▶ **WHAT YOU HAVE TO DO**
Count the lines of the material that contain the word "blue", and reply with the number alone.

Items for identifying locations:
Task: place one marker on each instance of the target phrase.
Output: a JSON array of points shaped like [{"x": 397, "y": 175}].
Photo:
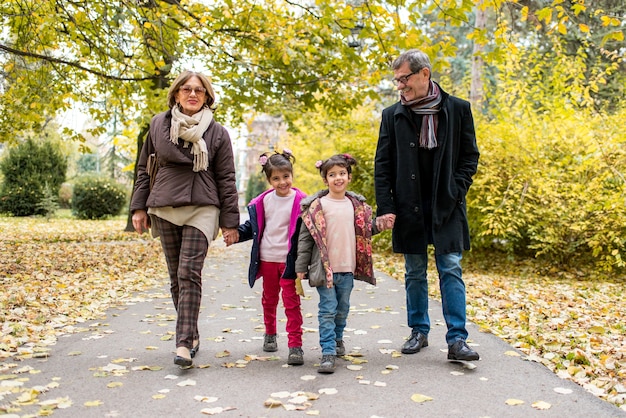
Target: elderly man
[{"x": 425, "y": 159}]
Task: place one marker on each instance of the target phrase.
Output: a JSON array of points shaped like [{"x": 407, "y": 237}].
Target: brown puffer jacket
[{"x": 176, "y": 183}]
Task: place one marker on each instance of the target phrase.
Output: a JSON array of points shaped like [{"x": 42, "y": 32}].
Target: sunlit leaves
[{"x": 53, "y": 280}]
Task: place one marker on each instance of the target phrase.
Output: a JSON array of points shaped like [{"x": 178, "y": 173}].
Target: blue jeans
[
  {"x": 452, "y": 294},
  {"x": 333, "y": 310}
]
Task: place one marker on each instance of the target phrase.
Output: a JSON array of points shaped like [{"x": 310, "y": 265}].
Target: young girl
[
  {"x": 334, "y": 248},
  {"x": 273, "y": 225}
]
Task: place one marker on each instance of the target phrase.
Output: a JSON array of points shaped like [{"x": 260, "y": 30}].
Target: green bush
[
  {"x": 97, "y": 198},
  {"x": 65, "y": 196},
  {"x": 557, "y": 195},
  {"x": 33, "y": 170}
]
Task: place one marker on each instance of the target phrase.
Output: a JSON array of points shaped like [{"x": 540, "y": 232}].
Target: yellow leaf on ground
[
  {"x": 541, "y": 405},
  {"x": 418, "y": 397}
]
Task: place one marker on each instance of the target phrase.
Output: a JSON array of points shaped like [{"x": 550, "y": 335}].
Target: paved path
[{"x": 123, "y": 364}]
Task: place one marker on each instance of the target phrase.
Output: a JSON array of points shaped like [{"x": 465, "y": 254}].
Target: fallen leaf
[
  {"x": 418, "y": 397},
  {"x": 206, "y": 399},
  {"x": 272, "y": 403},
  {"x": 563, "y": 391},
  {"x": 541, "y": 405},
  {"x": 328, "y": 391}
]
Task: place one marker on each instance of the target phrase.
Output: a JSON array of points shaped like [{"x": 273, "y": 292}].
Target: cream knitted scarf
[{"x": 190, "y": 129}]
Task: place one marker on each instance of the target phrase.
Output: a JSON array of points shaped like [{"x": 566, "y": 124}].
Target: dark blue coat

▶ **RESULT**
2